§ EXERCISE DESCRIPTION: Extract every line of the records below that contains the word "facade", and copy each of those lines in full.

§ GIVEN DATA:
☆ ☆ ☆ ☆ ☆

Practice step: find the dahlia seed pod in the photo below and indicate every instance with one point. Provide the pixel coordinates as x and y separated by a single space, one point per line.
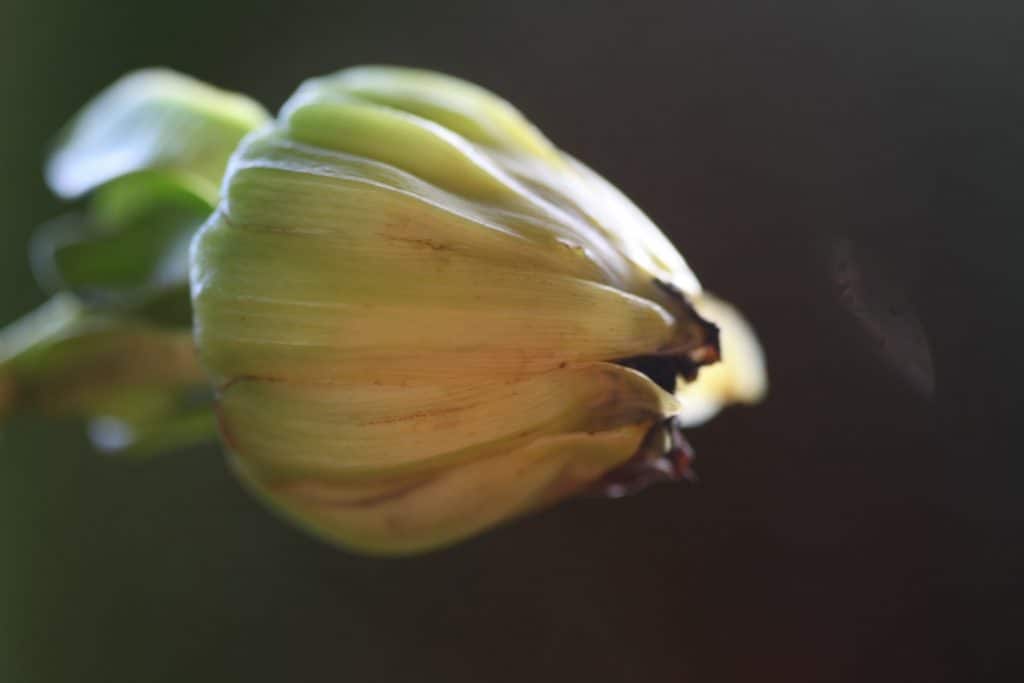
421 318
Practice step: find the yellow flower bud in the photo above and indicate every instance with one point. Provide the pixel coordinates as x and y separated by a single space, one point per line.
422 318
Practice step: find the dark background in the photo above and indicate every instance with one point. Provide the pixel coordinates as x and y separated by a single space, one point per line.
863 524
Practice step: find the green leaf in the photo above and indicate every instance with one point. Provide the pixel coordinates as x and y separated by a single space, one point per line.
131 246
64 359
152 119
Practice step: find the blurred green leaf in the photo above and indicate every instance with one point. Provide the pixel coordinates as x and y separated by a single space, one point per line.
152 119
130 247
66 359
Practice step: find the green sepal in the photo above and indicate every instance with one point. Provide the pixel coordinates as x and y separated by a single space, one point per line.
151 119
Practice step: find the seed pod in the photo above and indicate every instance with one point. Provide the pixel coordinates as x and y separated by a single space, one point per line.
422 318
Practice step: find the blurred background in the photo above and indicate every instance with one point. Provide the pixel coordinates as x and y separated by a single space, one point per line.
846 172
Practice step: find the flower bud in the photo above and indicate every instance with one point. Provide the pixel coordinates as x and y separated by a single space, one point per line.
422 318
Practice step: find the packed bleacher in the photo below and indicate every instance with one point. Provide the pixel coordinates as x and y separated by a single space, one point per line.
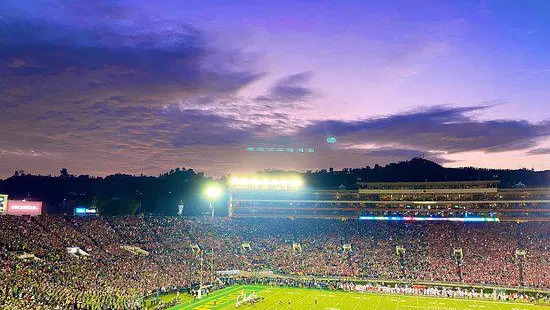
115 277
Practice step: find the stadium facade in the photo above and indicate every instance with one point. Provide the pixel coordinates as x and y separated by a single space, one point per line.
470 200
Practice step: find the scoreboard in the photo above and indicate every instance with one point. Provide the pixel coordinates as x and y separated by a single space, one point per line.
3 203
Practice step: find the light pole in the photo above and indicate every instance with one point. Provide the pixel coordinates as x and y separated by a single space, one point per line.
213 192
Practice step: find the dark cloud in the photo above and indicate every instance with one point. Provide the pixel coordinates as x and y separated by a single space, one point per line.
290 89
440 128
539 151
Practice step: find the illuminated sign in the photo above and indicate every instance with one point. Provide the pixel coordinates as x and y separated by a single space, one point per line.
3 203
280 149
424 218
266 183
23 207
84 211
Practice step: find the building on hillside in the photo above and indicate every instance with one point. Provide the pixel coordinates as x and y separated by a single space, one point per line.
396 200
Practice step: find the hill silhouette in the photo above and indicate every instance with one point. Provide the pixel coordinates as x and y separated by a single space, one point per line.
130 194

☆ ☆ ☆ ☆ ☆

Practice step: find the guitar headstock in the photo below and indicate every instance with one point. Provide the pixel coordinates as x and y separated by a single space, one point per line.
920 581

☆ ☆ ☆ ☆ ☆

§ SOLUTION TO THIS EXERCISE:
Practice step: find the stadium facade in the photo above and indicate every instance with one point. Provide the pixel coordinates as x and y separated by a single space, one point per line.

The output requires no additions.